== What to produce ==
When you spot the word "leaf" in a line of the data below, copy that line.

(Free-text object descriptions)
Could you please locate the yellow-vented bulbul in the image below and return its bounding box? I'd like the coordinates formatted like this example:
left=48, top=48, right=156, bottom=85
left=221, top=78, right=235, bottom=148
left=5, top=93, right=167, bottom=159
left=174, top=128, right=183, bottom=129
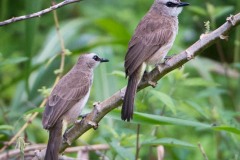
left=122, top=0, right=189, bottom=121
left=42, top=53, right=109, bottom=160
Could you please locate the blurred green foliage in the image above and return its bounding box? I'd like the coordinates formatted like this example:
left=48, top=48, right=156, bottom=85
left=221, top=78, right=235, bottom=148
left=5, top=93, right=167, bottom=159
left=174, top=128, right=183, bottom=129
left=0, top=0, right=240, bottom=159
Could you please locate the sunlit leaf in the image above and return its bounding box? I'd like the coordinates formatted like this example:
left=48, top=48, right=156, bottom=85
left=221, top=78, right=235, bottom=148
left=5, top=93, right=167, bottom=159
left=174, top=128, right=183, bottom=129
left=214, top=6, right=234, bottom=19
left=0, top=125, right=14, bottom=130
left=0, top=57, right=28, bottom=67
left=111, top=70, right=125, bottom=78
left=214, top=126, right=240, bottom=135
left=108, top=110, right=212, bottom=129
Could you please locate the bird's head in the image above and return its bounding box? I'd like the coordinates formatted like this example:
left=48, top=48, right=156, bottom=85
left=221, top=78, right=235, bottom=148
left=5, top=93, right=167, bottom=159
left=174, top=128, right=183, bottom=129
left=155, top=0, right=189, bottom=17
left=78, top=53, right=109, bottom=69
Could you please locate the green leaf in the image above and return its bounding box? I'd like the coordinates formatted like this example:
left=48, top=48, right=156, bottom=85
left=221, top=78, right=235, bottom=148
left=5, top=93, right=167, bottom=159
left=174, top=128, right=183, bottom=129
left=213, top=126, right=240, bottom=135
left=142, top=138, right=196, bottom=148
left=151, top=90, right=176, bottom=114
left=188, top=6, right=208, bottom=17
left=214, top=6, right=234, bottom=19
left=111, top=70, right=125, bottom=78
left=108, top=110, right=211, bottom=129
left=182, top=78, right=218, bottom=87
left=0, top=125, right=14, bottom=130
left=109, top=140, right=134, bottom=160
left=0, top=57, right=28, bottom=67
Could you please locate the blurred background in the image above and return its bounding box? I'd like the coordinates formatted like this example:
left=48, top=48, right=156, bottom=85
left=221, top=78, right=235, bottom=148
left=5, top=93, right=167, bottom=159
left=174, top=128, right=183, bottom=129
left=0, top=0, right=239, bottom=159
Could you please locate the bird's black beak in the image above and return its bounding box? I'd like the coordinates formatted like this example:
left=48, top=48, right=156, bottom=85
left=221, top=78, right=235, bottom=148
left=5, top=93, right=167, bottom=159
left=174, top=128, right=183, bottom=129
left=99, top=58, right=109, bottom=63
left=177, top=2, right=190, bottom=7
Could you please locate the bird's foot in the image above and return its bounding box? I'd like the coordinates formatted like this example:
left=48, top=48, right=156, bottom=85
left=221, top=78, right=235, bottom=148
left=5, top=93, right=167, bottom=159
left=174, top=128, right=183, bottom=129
left=88, top=121, right=98, bottom=130
left=63, top=131, right=72, bottom=145
left=142, top=70, right=150, bottom=81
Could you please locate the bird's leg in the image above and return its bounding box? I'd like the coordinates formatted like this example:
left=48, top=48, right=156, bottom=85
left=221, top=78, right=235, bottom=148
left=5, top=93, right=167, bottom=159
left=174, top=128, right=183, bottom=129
left=62, top=121, right=72, bottom=145
left=142, top=70, right=149, bottom=81
left=63, top=132, right=71, bottom=145
left=143, top=67, right=157, bottom=88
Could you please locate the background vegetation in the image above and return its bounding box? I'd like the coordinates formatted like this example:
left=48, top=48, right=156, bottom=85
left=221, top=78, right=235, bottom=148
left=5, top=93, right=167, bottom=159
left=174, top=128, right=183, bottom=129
left=0, top=0, right=239, bottom=159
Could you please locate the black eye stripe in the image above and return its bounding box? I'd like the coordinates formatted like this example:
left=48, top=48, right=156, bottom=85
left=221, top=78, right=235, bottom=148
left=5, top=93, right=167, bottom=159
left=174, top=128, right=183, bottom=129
left=166, top=2, right=178, bottom=7
left=93, top=55, right=99, bottom=61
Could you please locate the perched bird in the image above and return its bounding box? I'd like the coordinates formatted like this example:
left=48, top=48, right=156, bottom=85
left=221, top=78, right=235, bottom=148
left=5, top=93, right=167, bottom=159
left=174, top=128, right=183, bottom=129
left=122, top=0, right=189, bottom=121
left=42, top=53, right=109, bottom=160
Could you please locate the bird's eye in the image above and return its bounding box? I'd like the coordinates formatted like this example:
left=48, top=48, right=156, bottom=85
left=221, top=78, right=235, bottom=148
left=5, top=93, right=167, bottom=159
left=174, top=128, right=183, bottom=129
left=93, top=55, right=99, bottom=61
left=166, top=2, right=177, bottom=7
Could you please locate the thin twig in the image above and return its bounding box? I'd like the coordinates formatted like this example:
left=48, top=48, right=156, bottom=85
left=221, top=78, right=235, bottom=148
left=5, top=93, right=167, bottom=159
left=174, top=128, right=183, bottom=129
left=0, top=0, right=81, bottom=26
left=52, top=0, right=66, bottom=77
left=198, top=143, right=209, bottom=160
left=0, top=144, right=109, bottom=159
left=135, top=124, right=141, bottom=160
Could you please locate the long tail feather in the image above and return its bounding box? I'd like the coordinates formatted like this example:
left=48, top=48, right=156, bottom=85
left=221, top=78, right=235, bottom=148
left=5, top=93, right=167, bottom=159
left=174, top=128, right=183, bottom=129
left=45, top=120, right=62, bottom=160
left=121, top=72, right=139, bottom=121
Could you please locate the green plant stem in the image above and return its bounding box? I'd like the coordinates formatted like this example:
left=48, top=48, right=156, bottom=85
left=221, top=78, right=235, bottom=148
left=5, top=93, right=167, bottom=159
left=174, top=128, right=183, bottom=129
left=135, top=124, right=140, bottom=160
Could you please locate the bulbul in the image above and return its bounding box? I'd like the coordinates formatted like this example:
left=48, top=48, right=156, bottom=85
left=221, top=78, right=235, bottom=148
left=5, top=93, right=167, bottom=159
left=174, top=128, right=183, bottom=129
left=42, top=53, right=109, bottom=160
left=122, top=0, right=189, bottom=121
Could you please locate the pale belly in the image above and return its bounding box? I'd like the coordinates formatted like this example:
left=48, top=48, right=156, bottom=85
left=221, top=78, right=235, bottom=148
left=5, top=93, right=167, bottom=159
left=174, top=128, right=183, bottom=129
left=62, top=90, right=91, bottom=124
left=146, top=42, right=173, bottom=65
left=146, top=27, right=177, bottom=65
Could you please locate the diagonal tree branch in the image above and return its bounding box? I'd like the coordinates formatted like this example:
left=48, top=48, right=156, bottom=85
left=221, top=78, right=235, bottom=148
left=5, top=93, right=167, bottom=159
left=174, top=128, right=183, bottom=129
left=59, top=13, right=240, bottom=153
left=0, top=0, right=82, bottom=26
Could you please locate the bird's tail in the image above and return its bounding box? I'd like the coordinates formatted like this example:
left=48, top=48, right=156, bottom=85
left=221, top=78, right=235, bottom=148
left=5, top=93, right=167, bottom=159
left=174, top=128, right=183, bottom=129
left=45, top=120, right=62, bottom=160
left=121, top=72, right=139, bottom=121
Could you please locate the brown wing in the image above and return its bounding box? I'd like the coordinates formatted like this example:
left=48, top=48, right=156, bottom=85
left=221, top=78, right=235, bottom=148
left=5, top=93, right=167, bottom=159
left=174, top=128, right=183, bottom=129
left=42, top=70, right=92, bottom=129
left=125, top=15, right=173, bottom=76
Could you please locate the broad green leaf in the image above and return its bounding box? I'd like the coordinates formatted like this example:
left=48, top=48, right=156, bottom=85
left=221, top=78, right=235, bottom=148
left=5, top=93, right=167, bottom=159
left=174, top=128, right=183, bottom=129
left=95, top=18, right=130, bottom=39
left=0, top=57, right=28, bottom=67
left=108, top=110, right=211, bottom=129
left=184, top=100, right=208, bottom=118
left=151, top=90, right=176, bottom=114
left=142, top=138, right=196, bottom=148
left=213, top=126, right=240, bottom=135
left=0, top=125, right=14, bottom=130
left=109, top=140, right=134, bottom=160
left=111, top=70, right=125, bottom=78
left=214, top=6, right=234, bottom=19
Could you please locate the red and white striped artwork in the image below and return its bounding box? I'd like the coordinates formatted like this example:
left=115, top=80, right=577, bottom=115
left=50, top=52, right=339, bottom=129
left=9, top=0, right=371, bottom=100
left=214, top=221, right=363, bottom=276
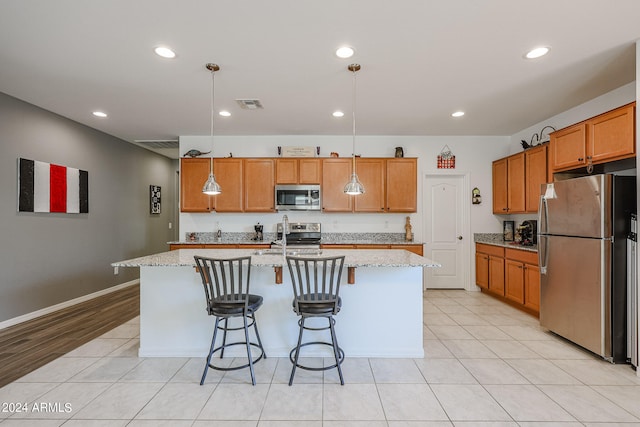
left=18, top=158, right=89, bottom=213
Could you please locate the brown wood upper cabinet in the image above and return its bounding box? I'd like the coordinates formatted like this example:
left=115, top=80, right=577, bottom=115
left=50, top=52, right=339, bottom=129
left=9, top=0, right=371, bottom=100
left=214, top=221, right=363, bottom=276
left=180, top=158, right=214, bottom=212
left=493, top=145, right=547, bottom=214
left=244, top=159, right=275, bottom=212
left=182, top=156, right=417, bottom=213
left=387, top=158, right=418, bottom=212
left=492, top=154, right=525, bottom=214
left=212, top=158, right=244, bottom=212
left=550, top=102, right=635, bottom=172
left=322, top=158, right=417, bottom=213
left=354, top=158, right=386, bottom=212
left=275, top=158, right=321, bottom=184
left=321, top=158, right=353, bottom=212
left=525, top=145, right=548, bottom=212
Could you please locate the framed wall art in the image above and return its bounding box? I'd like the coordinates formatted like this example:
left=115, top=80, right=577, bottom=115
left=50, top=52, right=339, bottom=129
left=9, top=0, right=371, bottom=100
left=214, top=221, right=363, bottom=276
left=150, top=185, right=161, bottom=214
left=18, top=157, right=89, bottom=213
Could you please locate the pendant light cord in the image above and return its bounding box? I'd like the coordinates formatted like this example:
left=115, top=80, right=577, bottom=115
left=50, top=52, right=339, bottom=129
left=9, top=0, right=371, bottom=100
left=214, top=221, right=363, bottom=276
left=210, top=68, right=215, bottom=175
left=351, top=66, right=357, bottom=172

== Written answer ==
Could you please locate the sunlit leaf in the image above and return its bounding box? I'd like the coordinates formatted like this example:
Could you please locate the green leaf in the image above and return its bounding box? I'd like the coordinates formatted like this example:
Could you please locate the broad green leaf in the image above and return its bounding box? I'd like the coordinates formatted like this example:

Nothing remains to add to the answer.